1941 novel by Abraham Merritt

The Metal Monster is a fantasy novel by American writer Abraham Merritt. It was first serialized in Argosy All-Story Weekly in 1920 and features the return of Dr. Goodwin who first appeared in The Moon Pool.

The epic adventure starts with a foreword where Merritt is assigned the duty to relay Dr. Walter T. Goodwin's incredible tale of his encounter in the Trans-Himalayan mountains to the world, to let everyone know the terrible fate Goodwin's group barely escaped and the possibility of other such monsters out there.

==Plot summary==
Dr. Goodwin is on a botanical expedition in the Himalayas. There he meets Dick Drake, the son of one of his old science acquaintances. They are witnesses of a strange aurora-like effect, but seemingly a deliberate one. As they go out to investigate, they meet Goodwin's old friends Martin and Ruth Ventnor, brother and sister scientists. The two are besieged by Persians as Darius III led when Alexander of Macedon conquered them more than two thousand years ago.

The group is saved by a magnificent woman they get to know as Norhala. She commands the power of lightning and controls strange metal animate Things, living, metallic, geometric forms; an entire city of sentient cubes, globes and tetrahedrons, capable of joining together and forming colossal shapes, and wielding death rays and other armaments of destruction.

They are led to a hidden valley occupied by what they name "The Metal Monster", a strange metal city occupied by the metal animate Things Norhala commands. This city is governed by what they call the Metal Emperor, assisted by the Keeper of the Cones.

Ruth is slowly being converted by Norhala to become like her; her little sister. Martin, her brother, tries shooting the Metal Emperor, who retaliates with a ray blast, putting Martin in a comatose state.

Closed in between the Metal Monster and the Persians, it falls to Goodwin and Drake to find a way to escape their predicament.

==Publication history==
- 1941, US, Avon, , Pub date 1941, Paperback, Murder Mystery Monthly No. 41
- 1974, US, Hyperion Press, , Pub date 1974, Classics of Science Fiction series, reprint of 1946 Avon edition, with introduction by Sam Moskowitz
- 2002, US, Hippocampus Press, , Pub date 2002, in the Lovecraft's Library series, introduction by Stefan Dziemianowicz

==Reception==
This book was a favorite of H. P. Lovecraft, though he at first avoided the revised version, at the suggestion of C. M. Eddy, Jr. According to his March 6, 1934 letter to James F. Morton:

Other recent items on my calendar are ... A. Merritt's old yarn The Metal Monster, which I had never read before because Eddy told me it was dull. The damn'd fool! (nephew — not our late bibliophilick friend) Actually, the book contains the most remarkable presentation of the utterly alien and non-human that I have ever seen. I don't wonder that Merritt calls it his "best and worst" production. The human characters are commonplace and wooden - just pulp hokum - but the scenes and phaenomena... oh, boy!

==Copyright==
The copyright for this story has expired in the United States and, thus, now resides in the public domain there. The text is available via Project Gutenberg.

==Revisions==

Three versions of the story exist.

The second version is named "The Metal Emperor", appearing in 1927 in Hugo Gernsback's Science and Invention magazine. It is an abridged version of the first story, with the leading character's name changed to Louis Thorton.

Work item: Please repeat the stretch of the Metal Monster article from "They are led" through "of the Cones.", switching "hidden valley" to "secret valley".

Entries shown:
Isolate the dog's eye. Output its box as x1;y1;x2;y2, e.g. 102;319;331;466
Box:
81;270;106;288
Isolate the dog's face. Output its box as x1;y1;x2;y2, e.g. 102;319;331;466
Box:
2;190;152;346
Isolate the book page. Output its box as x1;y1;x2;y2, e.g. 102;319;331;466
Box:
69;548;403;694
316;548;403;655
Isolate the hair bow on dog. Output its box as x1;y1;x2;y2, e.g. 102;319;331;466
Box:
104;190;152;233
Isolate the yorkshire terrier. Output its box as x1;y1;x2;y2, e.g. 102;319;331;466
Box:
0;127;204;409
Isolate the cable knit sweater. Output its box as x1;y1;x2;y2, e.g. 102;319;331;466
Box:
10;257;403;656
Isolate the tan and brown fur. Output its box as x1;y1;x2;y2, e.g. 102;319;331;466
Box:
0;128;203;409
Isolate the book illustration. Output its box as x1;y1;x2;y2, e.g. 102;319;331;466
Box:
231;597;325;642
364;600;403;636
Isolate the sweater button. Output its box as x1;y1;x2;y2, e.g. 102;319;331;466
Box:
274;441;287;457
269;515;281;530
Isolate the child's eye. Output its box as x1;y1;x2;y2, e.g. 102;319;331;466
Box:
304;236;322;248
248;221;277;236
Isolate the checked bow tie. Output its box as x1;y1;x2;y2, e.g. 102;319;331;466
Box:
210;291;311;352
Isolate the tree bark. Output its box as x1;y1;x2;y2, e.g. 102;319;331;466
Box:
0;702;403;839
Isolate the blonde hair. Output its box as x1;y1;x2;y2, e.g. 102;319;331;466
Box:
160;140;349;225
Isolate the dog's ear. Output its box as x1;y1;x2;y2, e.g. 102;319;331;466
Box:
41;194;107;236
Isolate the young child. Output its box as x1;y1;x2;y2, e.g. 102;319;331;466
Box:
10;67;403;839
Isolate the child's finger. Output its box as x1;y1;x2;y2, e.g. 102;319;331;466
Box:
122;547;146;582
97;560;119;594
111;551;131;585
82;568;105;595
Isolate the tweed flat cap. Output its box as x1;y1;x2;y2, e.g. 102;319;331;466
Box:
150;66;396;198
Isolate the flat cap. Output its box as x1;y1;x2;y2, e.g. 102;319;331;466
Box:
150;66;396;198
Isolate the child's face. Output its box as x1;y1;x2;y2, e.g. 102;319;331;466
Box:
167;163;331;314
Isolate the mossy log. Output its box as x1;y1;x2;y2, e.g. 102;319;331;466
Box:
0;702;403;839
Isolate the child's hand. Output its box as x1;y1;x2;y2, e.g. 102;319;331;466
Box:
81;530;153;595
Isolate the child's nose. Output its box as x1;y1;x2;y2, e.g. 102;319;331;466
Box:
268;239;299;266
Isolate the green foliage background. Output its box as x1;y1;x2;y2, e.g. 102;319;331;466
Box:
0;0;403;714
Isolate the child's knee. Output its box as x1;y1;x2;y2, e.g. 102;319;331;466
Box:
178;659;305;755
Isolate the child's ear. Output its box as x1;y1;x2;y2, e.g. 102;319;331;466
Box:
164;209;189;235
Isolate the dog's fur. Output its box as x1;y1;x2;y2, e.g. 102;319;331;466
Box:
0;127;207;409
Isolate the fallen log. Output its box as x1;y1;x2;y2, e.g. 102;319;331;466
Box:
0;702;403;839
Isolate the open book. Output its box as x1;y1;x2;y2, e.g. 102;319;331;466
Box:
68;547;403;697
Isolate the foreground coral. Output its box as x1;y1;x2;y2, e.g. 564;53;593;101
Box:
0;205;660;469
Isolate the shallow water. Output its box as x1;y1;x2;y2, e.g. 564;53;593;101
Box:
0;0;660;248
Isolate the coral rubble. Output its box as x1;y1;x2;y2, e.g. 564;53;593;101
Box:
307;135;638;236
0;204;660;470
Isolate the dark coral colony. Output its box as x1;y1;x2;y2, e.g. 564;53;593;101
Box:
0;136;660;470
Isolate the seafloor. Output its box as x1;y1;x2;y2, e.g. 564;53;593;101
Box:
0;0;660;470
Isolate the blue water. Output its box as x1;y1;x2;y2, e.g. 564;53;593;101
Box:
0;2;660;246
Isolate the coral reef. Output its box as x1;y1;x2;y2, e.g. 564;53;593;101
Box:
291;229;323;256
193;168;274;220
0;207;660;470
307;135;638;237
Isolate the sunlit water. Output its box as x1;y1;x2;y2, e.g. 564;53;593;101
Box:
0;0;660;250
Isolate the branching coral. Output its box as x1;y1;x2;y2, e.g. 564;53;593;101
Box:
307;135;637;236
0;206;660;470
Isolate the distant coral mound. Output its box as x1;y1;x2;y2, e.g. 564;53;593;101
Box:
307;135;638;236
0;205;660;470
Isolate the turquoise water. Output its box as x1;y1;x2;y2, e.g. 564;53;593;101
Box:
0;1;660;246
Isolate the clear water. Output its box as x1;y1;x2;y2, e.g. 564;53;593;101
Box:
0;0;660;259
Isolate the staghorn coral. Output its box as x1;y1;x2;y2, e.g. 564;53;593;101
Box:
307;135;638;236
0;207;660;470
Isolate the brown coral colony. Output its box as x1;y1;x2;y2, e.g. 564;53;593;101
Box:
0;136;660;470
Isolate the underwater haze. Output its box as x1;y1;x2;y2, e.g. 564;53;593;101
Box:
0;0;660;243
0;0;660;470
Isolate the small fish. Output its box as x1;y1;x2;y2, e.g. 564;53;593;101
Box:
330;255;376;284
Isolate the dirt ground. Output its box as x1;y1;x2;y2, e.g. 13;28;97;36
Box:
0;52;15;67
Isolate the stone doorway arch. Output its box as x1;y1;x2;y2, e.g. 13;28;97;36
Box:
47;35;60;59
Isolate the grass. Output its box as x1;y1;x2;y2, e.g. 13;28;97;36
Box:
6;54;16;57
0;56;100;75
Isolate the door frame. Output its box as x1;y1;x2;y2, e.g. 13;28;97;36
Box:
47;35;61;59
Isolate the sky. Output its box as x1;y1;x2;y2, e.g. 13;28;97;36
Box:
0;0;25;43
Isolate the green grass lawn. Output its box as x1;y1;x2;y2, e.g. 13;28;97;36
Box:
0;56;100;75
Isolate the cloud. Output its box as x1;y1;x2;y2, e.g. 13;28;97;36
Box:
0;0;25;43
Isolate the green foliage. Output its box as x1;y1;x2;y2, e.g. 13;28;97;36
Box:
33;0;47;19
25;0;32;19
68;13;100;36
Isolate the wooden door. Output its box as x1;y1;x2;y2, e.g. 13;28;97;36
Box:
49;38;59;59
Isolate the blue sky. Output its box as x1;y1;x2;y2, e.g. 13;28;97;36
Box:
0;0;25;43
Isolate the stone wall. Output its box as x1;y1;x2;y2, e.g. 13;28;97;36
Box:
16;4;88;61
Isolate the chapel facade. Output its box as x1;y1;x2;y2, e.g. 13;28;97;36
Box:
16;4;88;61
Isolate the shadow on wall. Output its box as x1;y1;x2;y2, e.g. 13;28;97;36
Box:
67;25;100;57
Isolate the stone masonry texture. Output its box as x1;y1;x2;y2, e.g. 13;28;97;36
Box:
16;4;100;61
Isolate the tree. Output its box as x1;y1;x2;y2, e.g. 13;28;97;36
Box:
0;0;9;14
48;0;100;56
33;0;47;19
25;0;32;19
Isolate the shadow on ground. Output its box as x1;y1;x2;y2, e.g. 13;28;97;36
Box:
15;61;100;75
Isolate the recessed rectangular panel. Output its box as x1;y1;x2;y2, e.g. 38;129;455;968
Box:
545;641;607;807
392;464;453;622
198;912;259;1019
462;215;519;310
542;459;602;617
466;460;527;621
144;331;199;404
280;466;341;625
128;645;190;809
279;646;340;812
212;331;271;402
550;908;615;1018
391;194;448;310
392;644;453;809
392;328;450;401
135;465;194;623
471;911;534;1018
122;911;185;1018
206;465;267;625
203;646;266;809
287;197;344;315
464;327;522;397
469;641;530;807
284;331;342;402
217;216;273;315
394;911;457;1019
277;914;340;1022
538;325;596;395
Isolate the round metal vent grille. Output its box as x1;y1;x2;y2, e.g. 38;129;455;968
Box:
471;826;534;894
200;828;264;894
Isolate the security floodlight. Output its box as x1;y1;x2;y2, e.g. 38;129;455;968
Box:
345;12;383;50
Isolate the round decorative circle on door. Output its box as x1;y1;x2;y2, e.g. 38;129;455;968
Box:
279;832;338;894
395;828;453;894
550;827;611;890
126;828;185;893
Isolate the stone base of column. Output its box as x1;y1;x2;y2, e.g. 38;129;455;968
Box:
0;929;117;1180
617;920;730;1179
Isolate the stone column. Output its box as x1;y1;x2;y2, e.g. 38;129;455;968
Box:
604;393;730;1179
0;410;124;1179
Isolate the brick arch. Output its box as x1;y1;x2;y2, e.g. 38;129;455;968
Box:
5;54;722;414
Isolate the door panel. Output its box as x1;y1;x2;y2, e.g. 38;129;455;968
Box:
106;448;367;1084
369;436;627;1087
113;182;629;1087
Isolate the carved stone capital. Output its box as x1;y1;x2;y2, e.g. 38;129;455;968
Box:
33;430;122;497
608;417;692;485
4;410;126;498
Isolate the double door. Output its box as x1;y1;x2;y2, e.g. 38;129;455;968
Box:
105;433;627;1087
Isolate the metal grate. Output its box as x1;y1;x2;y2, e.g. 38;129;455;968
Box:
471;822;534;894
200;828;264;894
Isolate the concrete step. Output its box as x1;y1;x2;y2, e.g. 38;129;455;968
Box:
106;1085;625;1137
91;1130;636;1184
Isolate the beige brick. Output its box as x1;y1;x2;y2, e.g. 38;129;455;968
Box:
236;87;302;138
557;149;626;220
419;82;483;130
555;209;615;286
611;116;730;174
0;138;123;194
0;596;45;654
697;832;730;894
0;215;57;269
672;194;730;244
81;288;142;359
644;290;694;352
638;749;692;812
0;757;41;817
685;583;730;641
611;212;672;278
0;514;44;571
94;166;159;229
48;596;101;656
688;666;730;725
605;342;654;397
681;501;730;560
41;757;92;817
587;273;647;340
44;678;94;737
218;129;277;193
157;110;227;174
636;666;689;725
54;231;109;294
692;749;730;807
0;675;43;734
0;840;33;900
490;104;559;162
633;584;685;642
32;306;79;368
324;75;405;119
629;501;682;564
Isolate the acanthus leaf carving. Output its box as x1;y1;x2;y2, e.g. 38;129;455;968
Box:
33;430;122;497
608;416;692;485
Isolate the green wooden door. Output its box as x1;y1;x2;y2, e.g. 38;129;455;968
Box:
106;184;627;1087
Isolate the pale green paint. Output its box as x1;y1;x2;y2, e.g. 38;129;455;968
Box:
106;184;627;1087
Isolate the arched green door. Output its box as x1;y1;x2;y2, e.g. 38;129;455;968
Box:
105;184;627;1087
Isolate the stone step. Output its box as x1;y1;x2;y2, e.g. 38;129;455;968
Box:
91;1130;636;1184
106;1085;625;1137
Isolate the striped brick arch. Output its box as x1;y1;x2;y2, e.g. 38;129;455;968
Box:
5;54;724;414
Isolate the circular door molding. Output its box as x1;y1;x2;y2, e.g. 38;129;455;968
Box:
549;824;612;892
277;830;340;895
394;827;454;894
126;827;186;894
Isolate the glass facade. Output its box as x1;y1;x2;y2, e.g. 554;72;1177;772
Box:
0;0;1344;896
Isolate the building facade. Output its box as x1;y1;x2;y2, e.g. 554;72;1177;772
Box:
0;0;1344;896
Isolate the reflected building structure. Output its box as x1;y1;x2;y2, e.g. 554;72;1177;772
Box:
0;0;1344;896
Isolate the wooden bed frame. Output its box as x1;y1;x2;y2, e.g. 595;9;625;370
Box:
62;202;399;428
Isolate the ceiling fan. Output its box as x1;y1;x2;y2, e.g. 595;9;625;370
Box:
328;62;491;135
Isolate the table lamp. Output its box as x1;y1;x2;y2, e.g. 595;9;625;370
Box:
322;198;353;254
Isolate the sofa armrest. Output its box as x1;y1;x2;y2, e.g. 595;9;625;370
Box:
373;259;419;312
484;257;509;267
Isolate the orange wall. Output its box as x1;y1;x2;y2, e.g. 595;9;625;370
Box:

Worked solution:
They are led to a secret valley occupied by what they name "The Metal Monster", a strange metal city occupied by the metal animate Things Norhala commands. This city is governed by what they call the Metal Emperor, assisted by the Keeper of the Cones.